Hi, all
I'm having trouble with list management again.
The code snipper below is part of a much longer program. It crashes apparently at random, sometimes after looping several thousand times. A simplified version ran "forever", so I know the basic strategy is fine. The crash occurs upon "dispose"ing a record in list Root, and gives sometimes a Page Fault, sometimes a General Protection Fault. Examining the record being disposed shows no pattern, such as being at the end of the list, near the edge of the lattice, etc.
The object of the procedure is to define pathways through the 3-D maze defined in array Latt. Latt codes for connections in the positive and negative x, y, and z directions, and whether a given point has been tested yet (via Occ). In each pass through the list Root, the record location is examined for connected neighbors. The record is then disposed, and connected neighbors are inserted into the list "LNext". Then LNext is given to Root for the next pass. All insertions and deletions are therefore at the first position in a list.
It's probably an obvious problem, and I'm hoping fresh eyes can see it.

## MATERIAL PROVIDED
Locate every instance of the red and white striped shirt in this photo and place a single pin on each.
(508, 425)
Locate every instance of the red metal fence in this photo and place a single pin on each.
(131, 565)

## TO DO
(a) According to the forum post, what two kinds of fault does the crash produce?
(b) Reproduce the part of the forum post that opens with the words containing "The code snipper" and closes with "the lattice, etc.".
The data is separate material and is not part of the forum post.

## SOLUTIONS TO THE PROBLEMS
(a) Sometimes a Page Fault and sometimes a General Protection Fault.

(b)
The code snipper below is part of a much longer program. It crashes apparently at random, sometimes after looping several thousand times. A simplified version ran "forever", so I know the basic strategy is fine. The crash occurs upon "dispose"ing a record in list Root, and gives sometimes a Page Fault, sometimes a General Protection Fault. Examining the record being disposed shows no pattern, such as being at the end of the list, near the edge of the lattice, etc.